2 posts tagged “empty lot”

When I first began to take pictures I was using the camera as a visual record for my life. To capture the beauty and strange ephemeral moments that I couldn't possess with writing or conversation. Eventually I stopped taking the camera out during these intimate experiences and I began to think more consciously about subject matter. Gradually people were no longer in my photographs at all and I found that my focus shifted to the built environment. Consistently my photographs were of spaces that were no longer inhabited by people. I ventured out to find abandoned buildings, empty lots, or any kind of material structure that had the marks of decay. It has always been easy to recognize these states of dormancy, especially through our avoidance of them. They are in the periphery but empty spaces are easily conspicuous against the compact development of the city, striking me as pauses, or punctuation marks in the dense sentences and paragraphs of the streets and boulevards in the urban novel.
The emptiness and vacancy of them were always attractive to me because of the stillness and silence that contradicted the eagerness of more active spaces, the spaces where my daily activities took place. The abandoned buildings were evocative of things that the world had left behind and would eventually be built over and regenerated to be active and functional again. Reminding me, the buildings I inhabit now were once an empty lot, and could possibly be demolished in the future.

**RAW RECORDS**
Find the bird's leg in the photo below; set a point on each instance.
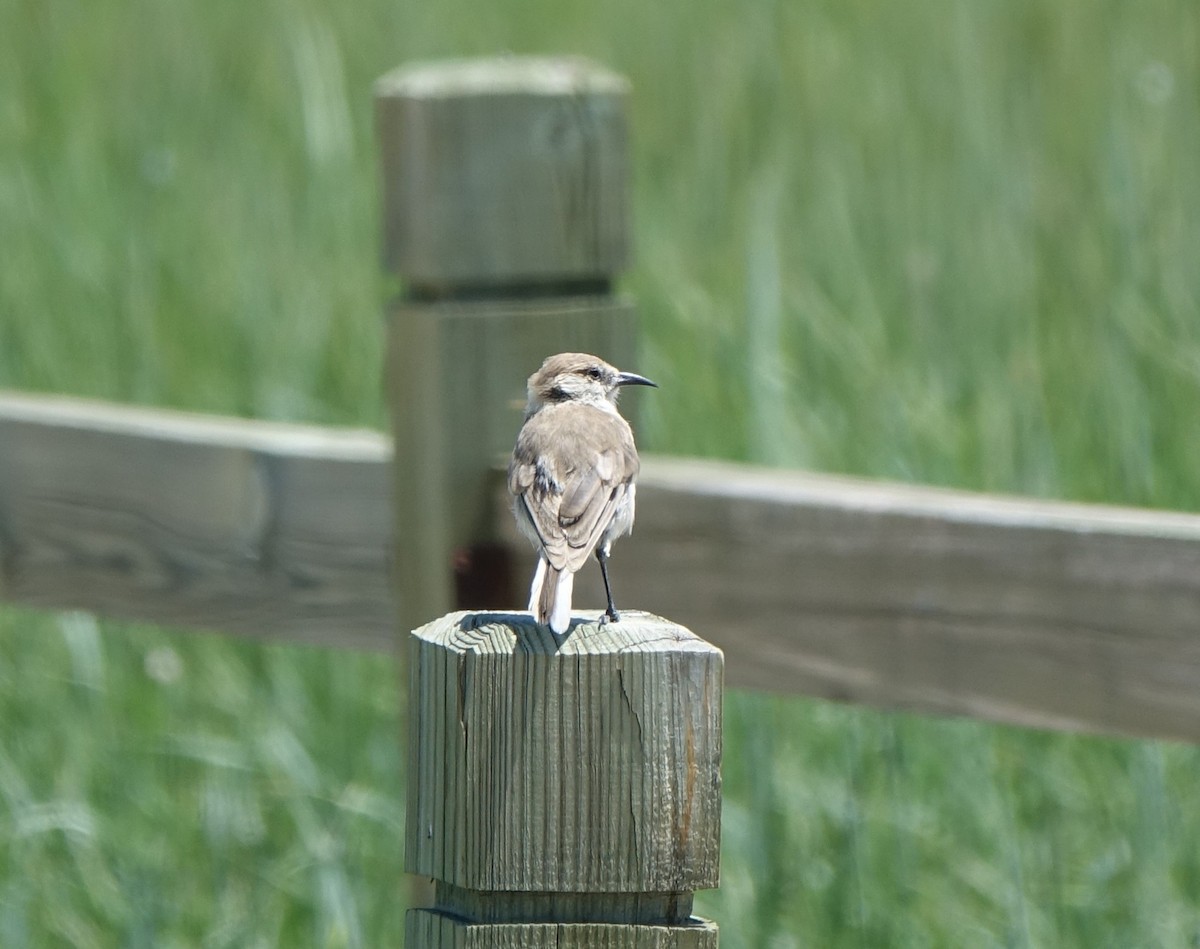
(603, 557)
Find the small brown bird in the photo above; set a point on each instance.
(573, 476)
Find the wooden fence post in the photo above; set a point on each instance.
(563, 796)
(505, 220)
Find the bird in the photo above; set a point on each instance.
(573, 476)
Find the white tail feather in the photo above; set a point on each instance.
(539, 577)
(561, 617)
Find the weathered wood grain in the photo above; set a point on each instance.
(1077, 617)
(1062, 616)
(270, 530)
(559, 786)
(588, 767)
(432, 930)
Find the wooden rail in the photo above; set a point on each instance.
(1063, 616)
(271, 530)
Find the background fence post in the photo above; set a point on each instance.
(505, 217)
(563, 796)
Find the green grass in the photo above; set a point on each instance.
(948, 242)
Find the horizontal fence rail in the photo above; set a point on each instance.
(1063, 616)
(273, 530)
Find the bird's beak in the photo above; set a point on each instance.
(633, 378)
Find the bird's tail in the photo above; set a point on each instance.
(550, 596)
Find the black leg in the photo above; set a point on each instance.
(603, 557)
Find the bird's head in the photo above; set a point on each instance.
(577, 377)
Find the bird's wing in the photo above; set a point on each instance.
(571, 467)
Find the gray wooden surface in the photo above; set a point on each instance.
(503, 170)
(588, 767)
(505, 212)
(270, 530)
(564, 781)
(432, 930)
(1063, 616)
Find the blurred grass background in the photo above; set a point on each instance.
(952, 242)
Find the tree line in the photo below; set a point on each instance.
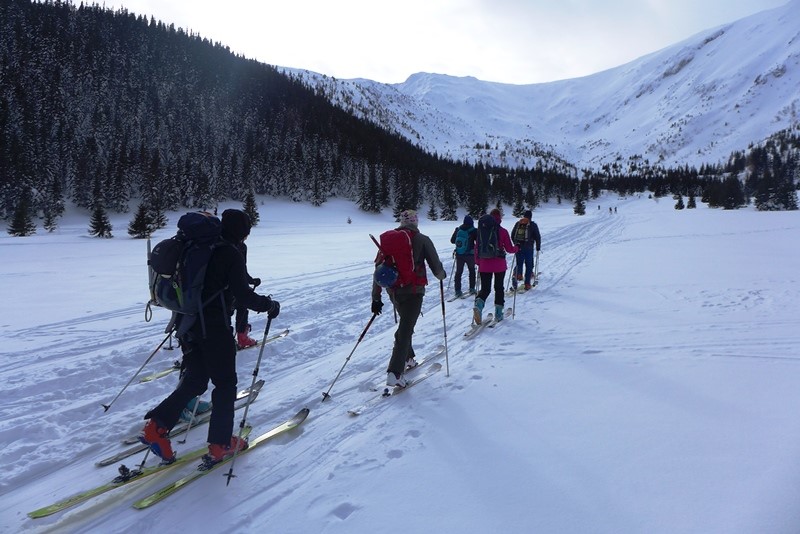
(110, 111)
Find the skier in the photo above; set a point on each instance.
(525, 234)
(213, 355)
(407, 300)
(464, 240)
(492, 267)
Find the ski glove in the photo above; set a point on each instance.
(274, 310)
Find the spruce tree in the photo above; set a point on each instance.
(22, 223)
(579, 207)
(99, 225)
(142, 224)
(250, 207)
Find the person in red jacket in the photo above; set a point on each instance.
(490, 267)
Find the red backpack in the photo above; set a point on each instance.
(395, 260)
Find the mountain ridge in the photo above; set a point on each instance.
(694, 102)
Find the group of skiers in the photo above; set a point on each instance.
(484, 247)
(209, 349)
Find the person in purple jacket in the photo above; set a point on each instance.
(490, 257)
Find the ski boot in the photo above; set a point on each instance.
(477, 311)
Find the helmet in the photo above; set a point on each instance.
(385, 276)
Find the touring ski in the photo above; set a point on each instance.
(475, 329)
(125, 477)
(169, 489)
(391, 392)
(506, 315)
(181, 428)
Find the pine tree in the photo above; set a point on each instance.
(579, 208)
(250, 207)
(99, 225)
(22, 223)
(142, 224)
(432, 215)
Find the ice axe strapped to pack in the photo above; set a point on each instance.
(395, 260)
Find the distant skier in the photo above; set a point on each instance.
(464, 240)
(407, 299)
(491, 246)
(525, 234)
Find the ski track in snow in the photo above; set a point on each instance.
(326, 311)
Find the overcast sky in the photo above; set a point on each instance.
(511, 41)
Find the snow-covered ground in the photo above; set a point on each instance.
(649, 384)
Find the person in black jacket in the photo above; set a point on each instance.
(464, 240)
(526, 236)
(210, 351)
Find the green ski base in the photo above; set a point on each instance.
(169, 489)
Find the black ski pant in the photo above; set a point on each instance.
(408, 307)
(469, 261)
(486, 287)
(212, 358)
(241, 320)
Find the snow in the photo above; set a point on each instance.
(692, 103)
(647, 385)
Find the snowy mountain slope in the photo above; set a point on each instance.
(691, 103)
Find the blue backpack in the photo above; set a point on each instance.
(178, 266)
(488, 246)
(462, 240)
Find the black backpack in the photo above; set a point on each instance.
(178, 265)
(488, 245)
(521, 233)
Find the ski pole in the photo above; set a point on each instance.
(107, 406)
(230, 474)
(514, 305)
(453, 268)
(513, 273)
(444, 326)
(327, 393)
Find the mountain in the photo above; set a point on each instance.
(692, 103)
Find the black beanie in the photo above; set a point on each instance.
(235, 225)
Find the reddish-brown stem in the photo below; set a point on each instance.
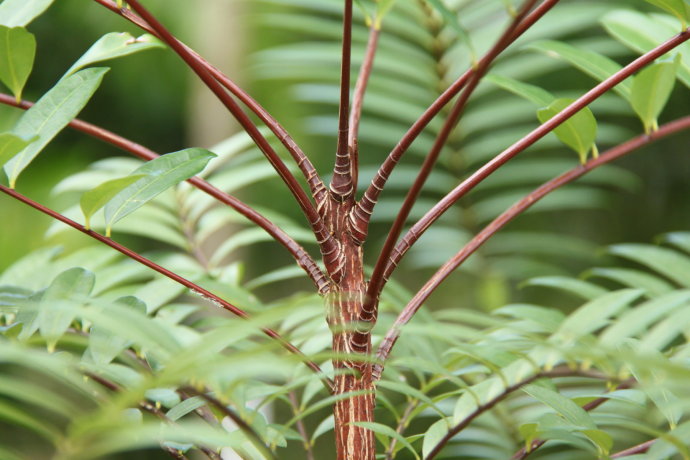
(167, 273)
(507, 216)
(341, 183)
(327, 244)
(316, 186)
(358, 99)
(468, 184)
(362, 212)
(301, 429)
(556, 373)
(523, 453)
(377, 280)
(302, 257)
(253, 436)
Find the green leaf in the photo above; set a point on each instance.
(17, 52)
(578, 132)
(385, 430)
(576, 287)
(56, 311)
(14, 13)
(95, 199)
(643, 316)
(10, 145)
(680, 240)
(533, 93)
(651, 89)
(632, 278)
(167, 397)
(433, 436)
(594, 314)
(162, 173)
(570, 411)
(365, 12)
(451, 19)
(115, 45)
(678, 8)
(594, 64)
(185, 407)
(667, 262)
(51, 114)
(104, 345)
(382, 9)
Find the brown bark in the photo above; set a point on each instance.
(350, 340)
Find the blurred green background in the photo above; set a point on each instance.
(153, 99)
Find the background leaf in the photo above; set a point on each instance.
(51, 114)
(161, 174)
(95, 199)
(19, 13)
(10, 145)
(651, 89)
(578, 132)
(115, 45)
(17, 52)
(678, 8)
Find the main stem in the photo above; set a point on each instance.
(353, 381)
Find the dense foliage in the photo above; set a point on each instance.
(538, 340)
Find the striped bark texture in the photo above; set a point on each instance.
(351, 341)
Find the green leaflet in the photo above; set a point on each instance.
(389, 432)
(115, 45)
(678, 8)
(532, 93)
(365, 12)
(578, 132)
(595, 314)
(669, 263)
(650, 91)
(382, 9)
(451, 19)
(162, 173)
(95, 199)
(56, 310)
(51, 114)
(10, 145)
(577, 287)
(433, 435)
(680, 240)
(14, 13)
(17, 52)
(104, 346)
(575, 415)
(594, 64)
(641, 33)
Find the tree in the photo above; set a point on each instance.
(143, 347)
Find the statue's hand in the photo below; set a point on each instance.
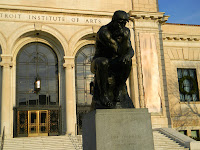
(106, 102)
(126, 59)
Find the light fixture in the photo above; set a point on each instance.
(37, 84)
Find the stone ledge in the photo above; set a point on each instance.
(178, 137)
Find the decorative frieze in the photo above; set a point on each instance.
(6, 61)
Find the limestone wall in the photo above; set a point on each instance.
(181, 50)
(145, 5)
(62, 5)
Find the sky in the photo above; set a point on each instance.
(181, 11)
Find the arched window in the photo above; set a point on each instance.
(84, 78)
(83, 75)
(37, 76)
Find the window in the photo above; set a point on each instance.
(83, 75)
(183, 132)
(194, 133)
(37, 61)
(84, 78)
(188, 86)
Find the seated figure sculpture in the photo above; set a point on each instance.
(112, 63)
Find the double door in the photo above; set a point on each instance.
(38, 123)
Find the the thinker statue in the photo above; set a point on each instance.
(112, 63)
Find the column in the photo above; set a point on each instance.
(70, 96)
(6, 107)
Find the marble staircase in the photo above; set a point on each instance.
(161, 142)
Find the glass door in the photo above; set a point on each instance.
(38, 123)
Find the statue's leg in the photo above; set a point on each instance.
(100, 68)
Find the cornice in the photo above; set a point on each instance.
(159, 16)
(180, 37)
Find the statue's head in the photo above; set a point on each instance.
(119, 19)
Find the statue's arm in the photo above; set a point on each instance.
(105, 38)
(130, 51)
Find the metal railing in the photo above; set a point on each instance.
(2, 138)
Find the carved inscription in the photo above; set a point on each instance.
(11, 16)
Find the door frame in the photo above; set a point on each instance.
(38, 123)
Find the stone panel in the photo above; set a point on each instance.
(117, 129)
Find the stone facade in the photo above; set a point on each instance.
(67, 26)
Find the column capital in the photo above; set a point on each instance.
(6, 60)
(69, 62)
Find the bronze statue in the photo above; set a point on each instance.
(112, 63)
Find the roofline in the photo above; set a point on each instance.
(182, 24)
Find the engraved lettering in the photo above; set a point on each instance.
(34, 17)
(6, 15)
(59, 18)
(55, 18)
(11, 16)
(87, 21)
(19, 16)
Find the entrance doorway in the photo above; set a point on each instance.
(38, 123)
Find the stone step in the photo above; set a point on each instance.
(161, 142)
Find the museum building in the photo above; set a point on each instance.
(46, 49)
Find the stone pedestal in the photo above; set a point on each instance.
(117, 129)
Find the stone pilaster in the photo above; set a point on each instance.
(6, 110)
(70, 96)
(149, 56)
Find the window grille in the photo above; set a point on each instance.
(188, 85)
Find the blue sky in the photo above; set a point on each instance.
(181, 11)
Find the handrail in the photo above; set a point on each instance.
(2, 138)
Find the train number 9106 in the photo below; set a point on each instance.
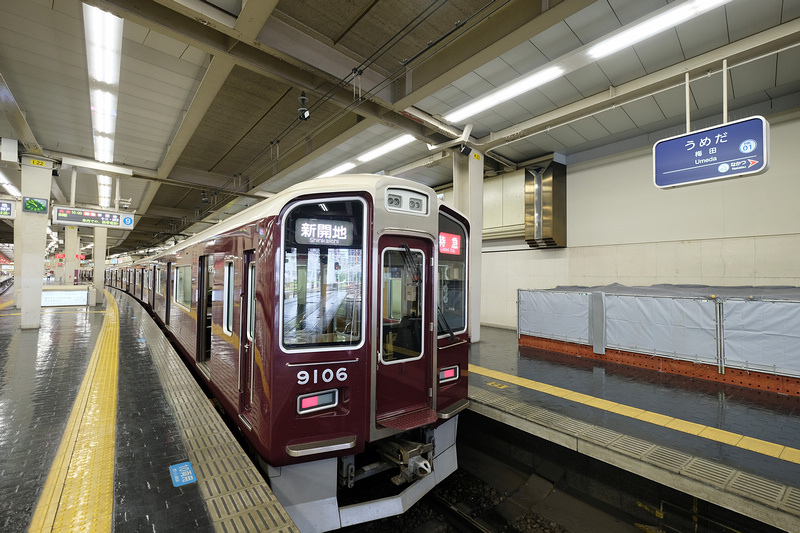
(325, 376)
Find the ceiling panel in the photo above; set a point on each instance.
(754, 76)
(748, 18)
(593, 22)
(621, 67)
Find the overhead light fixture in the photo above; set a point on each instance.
(385, 148)
(104, 190)
(663, 19)
(505, 93)
(8, 186)
(344, 167)
(103, 32)
(646, 29)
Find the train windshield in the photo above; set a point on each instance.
(452, 275)
(323, 269)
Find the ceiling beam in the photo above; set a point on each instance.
(15, 117)
(476, 43)
(766, 42)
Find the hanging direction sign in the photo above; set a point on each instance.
(731, 150)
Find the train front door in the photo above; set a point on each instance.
(404, 377)
(246, 334)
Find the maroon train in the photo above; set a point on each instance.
(330, 321)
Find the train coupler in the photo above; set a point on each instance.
(413, 458)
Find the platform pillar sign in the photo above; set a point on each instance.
(468, 198)
(30, 238)
(731, 150)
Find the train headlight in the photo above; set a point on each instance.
(450, 373)
(317, 401)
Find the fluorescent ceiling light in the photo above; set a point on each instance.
(664, 19)
(505, 93)
(104, 111)
(103, 44)
(344, 167)
(644, 30)
(8, 186)
(385, 148)
(103, 148)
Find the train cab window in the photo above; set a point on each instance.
(323, 272)
(452, 275)
(402, 287)
(183, 286)
(227, 302)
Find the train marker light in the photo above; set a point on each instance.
(450, 373)
(316, 401)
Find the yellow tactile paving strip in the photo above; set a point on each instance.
(726, 437)
(79, 492)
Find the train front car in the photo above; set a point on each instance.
(358, 393)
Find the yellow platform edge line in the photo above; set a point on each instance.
(763, 447)
(84, 461)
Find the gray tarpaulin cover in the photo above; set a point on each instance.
(763, 335)
(761, 325)
(554, 315)
(683, 328)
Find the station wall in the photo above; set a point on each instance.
(623, 229)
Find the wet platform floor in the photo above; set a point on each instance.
(755, 435)
(156, 405)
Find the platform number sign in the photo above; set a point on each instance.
(182, 474)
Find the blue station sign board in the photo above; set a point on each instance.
(735, 149)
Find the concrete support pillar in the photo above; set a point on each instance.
(30, 239)
(72, 247)
(99, 251)
(468, 198)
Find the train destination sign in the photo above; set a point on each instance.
(7, 209)
(78, 216)
(735, 149)
(330, 232)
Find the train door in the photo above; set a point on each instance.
(404, 380)
(205, 293)
(246, 334)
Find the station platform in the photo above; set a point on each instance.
(102, 428)
(731, 446)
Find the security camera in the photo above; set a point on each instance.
(303, 112)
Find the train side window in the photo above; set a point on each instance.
(322, 275)
(183, 286)
(251, 301)
(227, 302)
(452, 251)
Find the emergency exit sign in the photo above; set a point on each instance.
(735, 149)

**THE EXERCISE**
Reproduce word for word the part of the passage about photographing empty spaces between "The emptiness and" and "in the future.", inclusive.

**SOLVED EXERCISE**
The emptiness and vacancy of them were always attractive to me because of the stillness and silence that contradicted the eagerness of more active spaces, the spaces where my daily activities took place. The abandoned buildings were evocative of things that the world had left behind and would eventually be built over and regenerated to be active and functional again. Reminding me, the buildings I inhabit now were once an empty lot, and could possibly be demolished in the future.